====== GIVEN DATA ======

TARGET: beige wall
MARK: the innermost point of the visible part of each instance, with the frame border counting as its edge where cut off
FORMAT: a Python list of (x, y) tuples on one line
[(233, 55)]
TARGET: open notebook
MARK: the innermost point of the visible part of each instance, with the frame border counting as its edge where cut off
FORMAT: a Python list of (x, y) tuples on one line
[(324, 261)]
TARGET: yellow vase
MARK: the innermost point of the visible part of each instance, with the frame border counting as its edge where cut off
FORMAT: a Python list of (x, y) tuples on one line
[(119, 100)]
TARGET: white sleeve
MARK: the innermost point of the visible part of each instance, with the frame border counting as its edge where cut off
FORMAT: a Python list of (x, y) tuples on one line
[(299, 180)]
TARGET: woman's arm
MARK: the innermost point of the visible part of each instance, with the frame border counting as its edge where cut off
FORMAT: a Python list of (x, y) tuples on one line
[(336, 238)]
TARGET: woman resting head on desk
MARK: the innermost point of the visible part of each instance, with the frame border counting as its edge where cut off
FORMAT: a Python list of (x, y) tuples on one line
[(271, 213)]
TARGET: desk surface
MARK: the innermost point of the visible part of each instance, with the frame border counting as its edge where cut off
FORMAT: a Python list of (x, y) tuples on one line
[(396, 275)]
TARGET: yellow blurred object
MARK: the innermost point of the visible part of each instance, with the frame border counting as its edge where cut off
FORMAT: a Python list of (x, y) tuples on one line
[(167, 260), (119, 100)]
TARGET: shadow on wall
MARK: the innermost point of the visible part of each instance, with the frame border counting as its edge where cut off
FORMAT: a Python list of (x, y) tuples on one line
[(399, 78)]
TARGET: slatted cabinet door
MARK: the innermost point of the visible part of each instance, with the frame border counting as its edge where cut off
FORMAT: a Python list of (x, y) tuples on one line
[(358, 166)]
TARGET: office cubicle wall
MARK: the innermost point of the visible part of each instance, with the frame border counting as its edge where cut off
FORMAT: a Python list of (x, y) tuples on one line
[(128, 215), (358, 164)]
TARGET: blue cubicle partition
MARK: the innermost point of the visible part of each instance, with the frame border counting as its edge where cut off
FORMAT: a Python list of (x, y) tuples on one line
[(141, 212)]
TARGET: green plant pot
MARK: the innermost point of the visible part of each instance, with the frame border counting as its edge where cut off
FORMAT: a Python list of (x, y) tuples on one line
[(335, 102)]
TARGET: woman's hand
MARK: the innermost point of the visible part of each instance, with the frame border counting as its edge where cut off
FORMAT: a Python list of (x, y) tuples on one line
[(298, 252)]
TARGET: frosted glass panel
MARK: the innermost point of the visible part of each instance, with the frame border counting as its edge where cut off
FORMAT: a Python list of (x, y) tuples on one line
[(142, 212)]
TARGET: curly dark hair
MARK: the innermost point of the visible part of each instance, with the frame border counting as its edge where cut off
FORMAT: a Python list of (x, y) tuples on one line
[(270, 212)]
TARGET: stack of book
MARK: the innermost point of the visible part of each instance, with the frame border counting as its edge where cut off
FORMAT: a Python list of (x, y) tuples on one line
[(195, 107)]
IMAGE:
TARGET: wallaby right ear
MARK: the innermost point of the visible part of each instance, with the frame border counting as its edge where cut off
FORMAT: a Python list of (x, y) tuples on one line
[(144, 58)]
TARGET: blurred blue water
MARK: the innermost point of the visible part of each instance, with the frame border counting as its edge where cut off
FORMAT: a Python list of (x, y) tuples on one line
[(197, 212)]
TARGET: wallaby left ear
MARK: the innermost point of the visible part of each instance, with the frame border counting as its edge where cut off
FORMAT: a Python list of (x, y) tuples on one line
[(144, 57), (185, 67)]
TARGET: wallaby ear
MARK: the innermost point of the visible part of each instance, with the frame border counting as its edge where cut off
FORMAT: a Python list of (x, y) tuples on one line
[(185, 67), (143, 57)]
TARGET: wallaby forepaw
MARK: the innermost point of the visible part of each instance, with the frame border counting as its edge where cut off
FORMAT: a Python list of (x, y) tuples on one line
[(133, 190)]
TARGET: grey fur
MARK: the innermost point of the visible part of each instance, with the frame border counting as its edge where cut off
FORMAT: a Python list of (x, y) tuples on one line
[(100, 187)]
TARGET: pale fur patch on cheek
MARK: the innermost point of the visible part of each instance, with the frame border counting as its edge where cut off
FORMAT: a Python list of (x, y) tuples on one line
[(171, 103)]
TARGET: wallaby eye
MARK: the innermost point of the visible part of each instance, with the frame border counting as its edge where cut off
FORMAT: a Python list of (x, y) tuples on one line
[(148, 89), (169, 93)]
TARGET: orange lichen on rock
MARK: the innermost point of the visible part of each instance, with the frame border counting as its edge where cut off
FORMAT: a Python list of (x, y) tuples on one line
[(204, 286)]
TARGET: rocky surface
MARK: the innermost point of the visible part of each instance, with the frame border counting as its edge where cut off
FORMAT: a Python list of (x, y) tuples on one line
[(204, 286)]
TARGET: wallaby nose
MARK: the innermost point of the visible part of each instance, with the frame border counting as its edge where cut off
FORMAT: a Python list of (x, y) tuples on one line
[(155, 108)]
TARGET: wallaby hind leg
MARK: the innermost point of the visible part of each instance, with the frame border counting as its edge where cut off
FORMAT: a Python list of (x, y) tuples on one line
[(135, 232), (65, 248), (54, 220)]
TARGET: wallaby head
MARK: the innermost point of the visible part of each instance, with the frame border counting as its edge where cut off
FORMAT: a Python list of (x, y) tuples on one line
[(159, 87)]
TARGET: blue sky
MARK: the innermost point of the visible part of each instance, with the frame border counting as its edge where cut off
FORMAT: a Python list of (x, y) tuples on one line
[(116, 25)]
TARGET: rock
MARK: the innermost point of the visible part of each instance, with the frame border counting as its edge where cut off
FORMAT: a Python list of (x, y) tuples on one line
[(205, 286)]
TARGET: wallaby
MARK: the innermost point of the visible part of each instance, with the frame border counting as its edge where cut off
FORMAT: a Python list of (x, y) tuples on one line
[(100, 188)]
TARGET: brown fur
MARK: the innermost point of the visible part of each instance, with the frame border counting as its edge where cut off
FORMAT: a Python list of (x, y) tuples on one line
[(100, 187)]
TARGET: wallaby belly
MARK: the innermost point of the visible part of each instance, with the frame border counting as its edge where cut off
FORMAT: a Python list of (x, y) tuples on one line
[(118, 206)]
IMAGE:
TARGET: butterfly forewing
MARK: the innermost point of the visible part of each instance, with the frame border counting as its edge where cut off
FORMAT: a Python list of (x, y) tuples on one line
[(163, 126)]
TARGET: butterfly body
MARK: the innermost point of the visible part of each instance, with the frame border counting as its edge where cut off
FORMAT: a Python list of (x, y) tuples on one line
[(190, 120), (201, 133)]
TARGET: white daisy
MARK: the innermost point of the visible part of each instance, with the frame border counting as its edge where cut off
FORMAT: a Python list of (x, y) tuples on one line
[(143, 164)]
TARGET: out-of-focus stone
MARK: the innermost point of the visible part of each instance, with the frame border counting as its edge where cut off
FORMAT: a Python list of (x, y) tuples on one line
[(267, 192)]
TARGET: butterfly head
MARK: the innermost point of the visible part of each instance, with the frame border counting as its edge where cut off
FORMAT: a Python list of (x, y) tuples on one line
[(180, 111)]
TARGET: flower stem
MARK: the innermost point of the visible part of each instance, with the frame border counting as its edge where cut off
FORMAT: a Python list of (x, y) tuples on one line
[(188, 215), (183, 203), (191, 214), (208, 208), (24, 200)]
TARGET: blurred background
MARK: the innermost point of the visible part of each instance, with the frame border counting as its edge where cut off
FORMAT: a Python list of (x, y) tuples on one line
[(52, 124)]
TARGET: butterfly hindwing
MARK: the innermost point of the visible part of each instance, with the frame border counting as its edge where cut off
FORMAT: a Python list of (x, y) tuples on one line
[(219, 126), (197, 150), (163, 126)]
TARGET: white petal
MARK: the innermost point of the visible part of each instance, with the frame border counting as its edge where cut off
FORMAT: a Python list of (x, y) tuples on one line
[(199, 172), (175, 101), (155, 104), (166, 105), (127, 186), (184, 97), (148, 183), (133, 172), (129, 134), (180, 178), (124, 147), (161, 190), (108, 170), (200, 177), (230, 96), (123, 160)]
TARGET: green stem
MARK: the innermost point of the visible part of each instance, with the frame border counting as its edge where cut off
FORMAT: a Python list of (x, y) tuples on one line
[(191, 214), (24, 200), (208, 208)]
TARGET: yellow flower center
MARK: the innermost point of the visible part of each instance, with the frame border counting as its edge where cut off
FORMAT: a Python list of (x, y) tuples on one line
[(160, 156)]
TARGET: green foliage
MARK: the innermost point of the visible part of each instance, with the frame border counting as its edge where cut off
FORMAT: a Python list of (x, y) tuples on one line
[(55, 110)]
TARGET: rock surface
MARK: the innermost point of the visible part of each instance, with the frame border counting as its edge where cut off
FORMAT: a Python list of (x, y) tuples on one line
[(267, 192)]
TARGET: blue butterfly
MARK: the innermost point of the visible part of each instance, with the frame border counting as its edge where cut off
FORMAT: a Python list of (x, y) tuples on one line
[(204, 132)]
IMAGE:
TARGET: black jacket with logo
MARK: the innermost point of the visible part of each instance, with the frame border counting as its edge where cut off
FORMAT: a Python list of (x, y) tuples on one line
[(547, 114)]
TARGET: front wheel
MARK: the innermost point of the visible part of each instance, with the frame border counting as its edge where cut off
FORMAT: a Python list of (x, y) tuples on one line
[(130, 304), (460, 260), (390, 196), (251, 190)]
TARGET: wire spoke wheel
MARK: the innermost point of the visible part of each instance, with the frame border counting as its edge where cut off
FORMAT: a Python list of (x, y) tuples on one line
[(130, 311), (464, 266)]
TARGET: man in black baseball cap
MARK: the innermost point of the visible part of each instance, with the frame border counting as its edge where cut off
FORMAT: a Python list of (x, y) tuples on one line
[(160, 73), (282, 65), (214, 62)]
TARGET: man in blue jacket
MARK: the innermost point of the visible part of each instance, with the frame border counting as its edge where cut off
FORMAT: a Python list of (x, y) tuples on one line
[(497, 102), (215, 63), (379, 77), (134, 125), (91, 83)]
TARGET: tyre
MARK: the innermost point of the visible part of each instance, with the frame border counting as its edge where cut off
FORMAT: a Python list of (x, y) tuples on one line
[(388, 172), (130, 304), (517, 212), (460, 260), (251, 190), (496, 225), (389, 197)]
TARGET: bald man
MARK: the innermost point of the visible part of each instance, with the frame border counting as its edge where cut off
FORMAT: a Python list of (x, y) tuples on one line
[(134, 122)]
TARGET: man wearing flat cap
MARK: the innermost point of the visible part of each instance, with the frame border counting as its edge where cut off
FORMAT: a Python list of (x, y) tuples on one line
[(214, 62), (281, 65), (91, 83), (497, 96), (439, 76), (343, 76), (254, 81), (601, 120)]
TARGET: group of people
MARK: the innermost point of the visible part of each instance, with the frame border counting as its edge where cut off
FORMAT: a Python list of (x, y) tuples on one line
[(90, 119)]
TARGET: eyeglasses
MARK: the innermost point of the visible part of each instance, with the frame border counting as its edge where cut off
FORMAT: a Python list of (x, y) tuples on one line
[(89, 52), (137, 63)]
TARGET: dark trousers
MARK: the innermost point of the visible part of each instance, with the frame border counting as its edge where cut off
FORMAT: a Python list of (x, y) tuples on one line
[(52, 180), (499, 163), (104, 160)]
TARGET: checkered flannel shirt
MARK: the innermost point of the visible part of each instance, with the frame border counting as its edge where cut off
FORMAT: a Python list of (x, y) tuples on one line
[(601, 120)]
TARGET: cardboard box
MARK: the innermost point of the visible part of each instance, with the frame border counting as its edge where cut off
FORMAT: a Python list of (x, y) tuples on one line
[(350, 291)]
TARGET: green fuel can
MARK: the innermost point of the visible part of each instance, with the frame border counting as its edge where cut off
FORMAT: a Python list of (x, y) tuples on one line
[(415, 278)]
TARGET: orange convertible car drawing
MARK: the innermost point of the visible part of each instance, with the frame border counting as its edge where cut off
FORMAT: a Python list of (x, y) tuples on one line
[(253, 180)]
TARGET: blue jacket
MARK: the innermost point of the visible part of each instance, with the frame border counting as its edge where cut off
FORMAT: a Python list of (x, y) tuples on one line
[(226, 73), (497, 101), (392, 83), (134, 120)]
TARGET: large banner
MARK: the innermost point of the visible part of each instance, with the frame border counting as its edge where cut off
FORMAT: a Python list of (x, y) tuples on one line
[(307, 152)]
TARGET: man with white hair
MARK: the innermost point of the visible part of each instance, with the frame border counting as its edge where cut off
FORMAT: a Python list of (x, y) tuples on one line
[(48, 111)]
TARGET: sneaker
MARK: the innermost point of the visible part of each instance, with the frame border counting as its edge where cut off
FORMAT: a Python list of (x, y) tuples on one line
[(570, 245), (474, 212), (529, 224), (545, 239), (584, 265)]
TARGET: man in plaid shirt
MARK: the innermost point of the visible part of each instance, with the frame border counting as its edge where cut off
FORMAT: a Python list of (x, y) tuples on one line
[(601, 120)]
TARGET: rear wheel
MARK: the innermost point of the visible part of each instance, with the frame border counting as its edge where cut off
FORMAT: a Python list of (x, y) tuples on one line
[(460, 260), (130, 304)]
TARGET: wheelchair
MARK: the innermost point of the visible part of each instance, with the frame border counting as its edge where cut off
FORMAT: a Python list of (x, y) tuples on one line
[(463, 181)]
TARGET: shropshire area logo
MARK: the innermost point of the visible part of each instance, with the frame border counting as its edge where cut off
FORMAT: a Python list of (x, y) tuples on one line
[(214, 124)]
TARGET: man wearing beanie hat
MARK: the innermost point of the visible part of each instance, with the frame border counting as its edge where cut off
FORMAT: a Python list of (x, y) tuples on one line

======

### YOUR OBJECTIVE
Extract the lines starting at the one containing "TARGET: wallaby belly" and ending at the one containing "[(118, 206)]", copying them word for word.

### ANSWER TO THE PROBLEM
TARGET: wallaby belly
MARK: the innermost point of the visible part of each instance, with the frame border counting as its edge where cut off
FORMAT: a Python list of (x, y) tuples on one line
[(118, 206)]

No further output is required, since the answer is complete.